> **Objective**: Substitute "downlight" for each occurrence of "recessed ceiling light" in the data below, and return the lines otherwise unchanged, with the pictures omitted.

-- start Records --

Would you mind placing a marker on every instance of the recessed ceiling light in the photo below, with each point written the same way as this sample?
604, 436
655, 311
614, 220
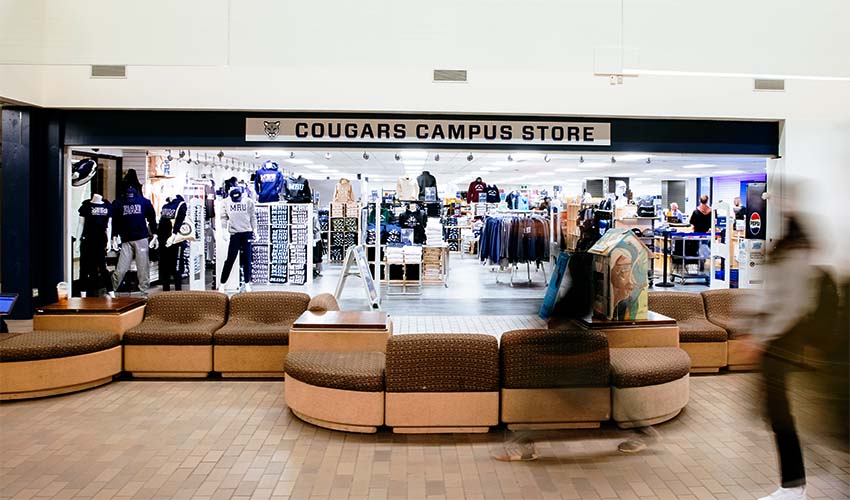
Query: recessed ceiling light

-- end Records --

> **Result of the exercise**:
Would you mind placing a marker on every instance of the downlight in the photo below, with each point written the same way as this sample?
604, 436
655, 311
614, 220
Query: downlight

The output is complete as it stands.